◆ STATED GOAL: In the forum thread about Saxon, which Saxon HE versions did the poster try from the shell script?

I don't understand why Saxon is looking for xhtml-inlpres1.mod in XSLT stylesheet's directory
Added by Kai Weber over 11 years ago
I want to run a series of transformations on some XHTML files from a shell script, I'm calling Saxon HE (tried latest 9.4 and new 9.5) with the line
java -classpath ./bin/saxon9he.jar net.sf.saxon.Transform -s:./temp/META-INF/container.xml -xsl:./lib/insertPageAnchors.xsl -o:./temp/temp.xml -opt:10 -dtd:off outpath=transformed/
However, for every file I get the following error:
FODC0002: I/O error reported by XML parser processing file: [...]/cov01.html: [...]/xhtml-inlpres-1.mod (No such file or directory)
Saxon is looking for this xhtml-inlpres-1.mod file in the same directory as my XSLT stylesheet is located in.
As this file is not called explicitly in my stylesheet, it must be implicitly handled by Saxon when it is retrieving the DTD. My HTML files have the following declaration:
In my XSL transformation I want to copy all the elements, attributes and processing-instructions, just adding id's to certain -elements. The resulting files however are only containing the xml-declaration, no further lines. The strange thing is: If I use the Saxon HE 9.4 that is built into my oXygen XML editor, everything works as expected (well, nearly: the resulting XHTML files have a version="-//W3C//DTD XHTML 1.1//EN" attribute on the root element, no matter if I the output mode is "xml" or "xhtml", which I would rather like to avoid, as it gives me a validation error): In oXygen I get the desired output and no error messages from the saxon processor.
I've seen that xhtml-inlpres-1.mod is included in the saxon9he.jar. Am I missing something on the classpath, or what might be the reason, that saxon is looking for this file in the wrong place? Any ideas?
Best regards, Kai Weber
Replies (3)

◆ RECORD LIST:

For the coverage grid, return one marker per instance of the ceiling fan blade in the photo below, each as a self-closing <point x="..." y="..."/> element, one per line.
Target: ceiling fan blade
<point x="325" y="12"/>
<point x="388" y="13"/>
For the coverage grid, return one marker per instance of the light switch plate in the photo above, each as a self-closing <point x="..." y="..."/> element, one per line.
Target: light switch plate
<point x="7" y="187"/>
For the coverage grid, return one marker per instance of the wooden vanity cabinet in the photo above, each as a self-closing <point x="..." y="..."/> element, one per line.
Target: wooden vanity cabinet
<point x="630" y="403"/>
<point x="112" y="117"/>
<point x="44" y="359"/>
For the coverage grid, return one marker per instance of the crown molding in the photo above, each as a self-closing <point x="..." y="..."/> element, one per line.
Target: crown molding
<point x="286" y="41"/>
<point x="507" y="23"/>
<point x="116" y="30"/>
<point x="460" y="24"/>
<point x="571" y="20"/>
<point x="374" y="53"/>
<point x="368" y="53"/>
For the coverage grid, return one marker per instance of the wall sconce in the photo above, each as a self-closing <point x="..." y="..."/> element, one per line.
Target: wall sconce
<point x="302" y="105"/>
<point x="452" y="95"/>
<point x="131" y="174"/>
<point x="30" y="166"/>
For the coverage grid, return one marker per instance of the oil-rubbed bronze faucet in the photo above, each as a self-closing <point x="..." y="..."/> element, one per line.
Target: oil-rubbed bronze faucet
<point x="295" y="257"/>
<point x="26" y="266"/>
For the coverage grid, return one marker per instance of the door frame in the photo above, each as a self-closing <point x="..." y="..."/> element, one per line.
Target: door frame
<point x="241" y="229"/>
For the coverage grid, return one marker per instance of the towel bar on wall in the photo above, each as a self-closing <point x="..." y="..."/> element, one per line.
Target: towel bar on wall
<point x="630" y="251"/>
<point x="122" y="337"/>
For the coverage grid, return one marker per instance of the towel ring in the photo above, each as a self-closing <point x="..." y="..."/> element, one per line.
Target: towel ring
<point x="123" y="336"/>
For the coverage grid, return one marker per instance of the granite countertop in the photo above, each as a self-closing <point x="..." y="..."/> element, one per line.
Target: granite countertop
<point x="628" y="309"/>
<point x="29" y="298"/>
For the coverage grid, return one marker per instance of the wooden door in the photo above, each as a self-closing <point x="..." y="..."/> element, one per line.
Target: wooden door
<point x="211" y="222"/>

◆ ANSWER TO THE EXERCISE: The latest 9.4 and the new 9.5.